▸ Stated goal
In the items below, substitute "black silk gown" for every "dark green velvet dress" and reproduce the lines with nothing else changed.
⟨
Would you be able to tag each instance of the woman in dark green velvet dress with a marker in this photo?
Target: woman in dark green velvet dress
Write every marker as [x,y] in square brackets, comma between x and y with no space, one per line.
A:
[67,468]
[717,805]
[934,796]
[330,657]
⟩
▸ Result for this task
Would you be able to tag each instance of the woman in black silk gown with a marker in this photo?
Target: woman in black silk gown
Write every marker as [x,y] in square brackets, comma between x and y with no space, one per line.
A:
[67,468]
[717,805]
[934,796]
[330,657]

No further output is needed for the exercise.